* [Requirement 1] Write out the part of the film passage that begins at the words "Before the film's" and stops after "November 5, 2016.".
* [Requirement 2] In the passage about the film Children Who Chase Lost Voices from Deep Below, what date did its English adaptation air on Toonami?

Other voice actors include Fumiko Orikasa as Asuna's mother, voiced by Shelley Calene-Black in the English dub, Junko Takeuchi as Asuna's pet cat Mimi (みみ), Rina Hidaka as Manna (まんな), voiced by Emily Neves in the English dub, Tamio Ohki as the Amaurot village elder, voiced by Sam Roman in the English dub, and Sumi Shimamoto as Lisa (リサ), voiced by Shannon Emerick in the English dub.

Development
Shinkai spent 2008 in London, after the completion of 5 Centimeters per Second. He returned to Japan in 2009 to start work on his next project. He released two concept drawings for this film in December 2009 and noted that most of his works in the past decade were stories about characters who have to part ways with those they hold dear, but he wanted to take that theme further and wanted to deal more specifically on how to overcome that loss.

In November 2010 he revealed critical information about Children Who Chase Lost Voices from Deep Below such as the title, plot summary, release date, and a teaser trailer. As with his previous films, Shinkai is the director and screenplay writer. Takayo Nishimura designed the characters and oversaw the animation process. Takumi Tanji directed the art, and musical composer Tenmon collaborated with Shinkai again.

Before the film's release in May 2011, manga adaptations were set to begin serialization in April 2011 in the first issue of the new magazine Monthly Comic Gene and in Monthly Comic Flapper, both by Media Factory.

Broadcast
The film's English adaptation was broadcast on Adult Swim's Toonami programming block in the United States on November 5, 2016.

* [Material shown]
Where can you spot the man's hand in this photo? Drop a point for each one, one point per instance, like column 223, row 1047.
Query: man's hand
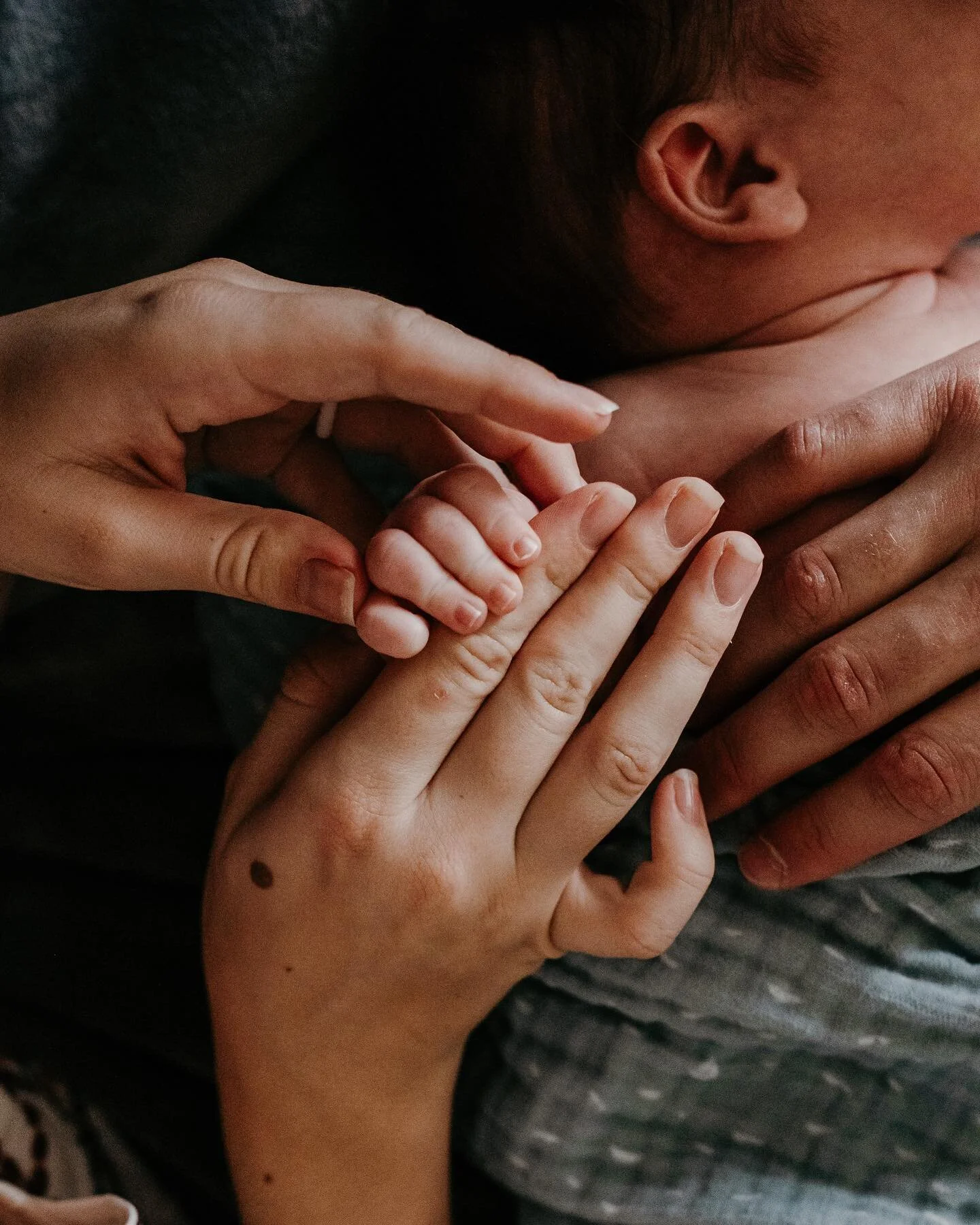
column 103, row 398
column 870, row 606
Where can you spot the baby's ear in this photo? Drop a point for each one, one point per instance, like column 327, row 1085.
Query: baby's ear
column 702, row 169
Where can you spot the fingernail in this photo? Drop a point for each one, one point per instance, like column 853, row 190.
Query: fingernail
column 736, row 571
column 591, row 399
column 470, row 615
column 604, row 514
column 526, row 548
column 686, row 796
column 693, row 510
column 762, row 865
column 327, row 589
column 504, row 598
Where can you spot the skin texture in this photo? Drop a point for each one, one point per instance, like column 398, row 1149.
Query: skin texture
column 414, row 885
column 105, row 401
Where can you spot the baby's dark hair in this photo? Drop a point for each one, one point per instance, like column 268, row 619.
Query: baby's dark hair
column 522, row 146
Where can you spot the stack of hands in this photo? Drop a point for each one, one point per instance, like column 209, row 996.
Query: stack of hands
column 397, row 851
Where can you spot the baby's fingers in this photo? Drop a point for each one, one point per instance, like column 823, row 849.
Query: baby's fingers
column 595, row 915
column 402, row 566
column 499, row 514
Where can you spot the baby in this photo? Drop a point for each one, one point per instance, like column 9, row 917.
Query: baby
column 768, row 199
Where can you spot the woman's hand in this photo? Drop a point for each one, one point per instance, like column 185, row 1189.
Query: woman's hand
column 102, row 398
column 378, row 887
column 871, row 610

* [Exercise answer 1]
Before the film's release in May 2011, manga adaptations were set to begin serialization in April 2011 in the first issue of the new magazine Monthly Comic Gene and in Monthly Comic Flapper, both by Media Factory.

Broadcast
The film's English adaptation was broadcast on Adult Swim's Toonami programming block in the United States on November 5, 2016.

* [Exercise answer 2] November 5, 2016